Segment Start: Records shown

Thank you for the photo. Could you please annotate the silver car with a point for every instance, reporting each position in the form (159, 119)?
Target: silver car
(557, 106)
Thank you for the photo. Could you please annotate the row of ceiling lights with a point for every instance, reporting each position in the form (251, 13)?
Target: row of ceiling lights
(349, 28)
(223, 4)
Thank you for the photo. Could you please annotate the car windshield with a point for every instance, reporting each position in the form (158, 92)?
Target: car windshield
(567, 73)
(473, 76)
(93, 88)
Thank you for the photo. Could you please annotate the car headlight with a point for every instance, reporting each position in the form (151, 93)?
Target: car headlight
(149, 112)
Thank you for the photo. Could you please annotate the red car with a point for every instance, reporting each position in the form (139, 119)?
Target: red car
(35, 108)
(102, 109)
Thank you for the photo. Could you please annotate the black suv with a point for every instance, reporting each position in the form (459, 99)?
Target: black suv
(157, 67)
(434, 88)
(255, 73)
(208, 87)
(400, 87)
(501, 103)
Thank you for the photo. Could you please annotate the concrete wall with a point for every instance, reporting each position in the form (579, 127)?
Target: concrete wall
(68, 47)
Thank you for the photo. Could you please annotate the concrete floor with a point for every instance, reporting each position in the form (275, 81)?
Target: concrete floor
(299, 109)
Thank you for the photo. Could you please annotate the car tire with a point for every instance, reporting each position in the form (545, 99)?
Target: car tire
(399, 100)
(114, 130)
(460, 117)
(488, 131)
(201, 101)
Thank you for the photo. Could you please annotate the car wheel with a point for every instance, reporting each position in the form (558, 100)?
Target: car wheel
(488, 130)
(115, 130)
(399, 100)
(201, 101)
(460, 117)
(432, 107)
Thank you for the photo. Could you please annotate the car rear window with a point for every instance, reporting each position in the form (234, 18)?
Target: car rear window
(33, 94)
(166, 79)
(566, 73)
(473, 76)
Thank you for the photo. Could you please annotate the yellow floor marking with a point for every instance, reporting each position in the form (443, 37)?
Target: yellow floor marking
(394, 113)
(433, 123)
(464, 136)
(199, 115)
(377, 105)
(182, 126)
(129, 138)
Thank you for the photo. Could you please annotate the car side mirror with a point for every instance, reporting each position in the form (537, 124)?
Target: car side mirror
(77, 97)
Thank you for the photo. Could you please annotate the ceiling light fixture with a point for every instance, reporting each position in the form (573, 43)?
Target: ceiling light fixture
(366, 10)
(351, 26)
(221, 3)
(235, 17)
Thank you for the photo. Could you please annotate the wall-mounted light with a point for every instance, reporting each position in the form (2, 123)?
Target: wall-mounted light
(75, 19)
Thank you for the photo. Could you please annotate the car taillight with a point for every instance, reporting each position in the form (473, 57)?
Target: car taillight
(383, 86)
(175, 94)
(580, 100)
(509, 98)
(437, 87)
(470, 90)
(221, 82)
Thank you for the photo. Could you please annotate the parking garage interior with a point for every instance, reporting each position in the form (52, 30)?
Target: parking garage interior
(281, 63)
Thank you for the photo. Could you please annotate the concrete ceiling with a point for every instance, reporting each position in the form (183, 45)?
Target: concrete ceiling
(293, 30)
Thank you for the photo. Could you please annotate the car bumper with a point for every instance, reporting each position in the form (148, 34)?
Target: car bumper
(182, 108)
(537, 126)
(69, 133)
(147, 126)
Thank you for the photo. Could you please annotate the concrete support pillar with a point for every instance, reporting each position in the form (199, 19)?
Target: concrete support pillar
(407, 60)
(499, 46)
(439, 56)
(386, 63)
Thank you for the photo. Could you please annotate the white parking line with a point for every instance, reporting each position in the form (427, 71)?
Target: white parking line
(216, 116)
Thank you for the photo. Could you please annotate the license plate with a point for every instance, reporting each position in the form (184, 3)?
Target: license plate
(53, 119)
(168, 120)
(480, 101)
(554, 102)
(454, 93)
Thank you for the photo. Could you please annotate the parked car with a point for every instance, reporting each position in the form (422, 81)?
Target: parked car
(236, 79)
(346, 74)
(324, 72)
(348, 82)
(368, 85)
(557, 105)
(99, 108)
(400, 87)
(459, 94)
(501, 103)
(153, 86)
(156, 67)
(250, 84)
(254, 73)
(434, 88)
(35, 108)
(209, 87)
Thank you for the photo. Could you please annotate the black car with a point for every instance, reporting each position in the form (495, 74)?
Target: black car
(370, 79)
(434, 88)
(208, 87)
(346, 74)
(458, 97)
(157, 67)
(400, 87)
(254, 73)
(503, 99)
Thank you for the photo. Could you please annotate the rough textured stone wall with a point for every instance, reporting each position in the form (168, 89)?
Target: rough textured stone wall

Segment End: Records shown

_Exercise goal_
Whenever a line in the material above holds the string "textured", copy that line in full.

_Answer box_
Thank you for the photo. Could you please annotate the rough textured stone wall with a point for every instance, reporting each position in the form (168, 89)?
Target: rough textured stone wall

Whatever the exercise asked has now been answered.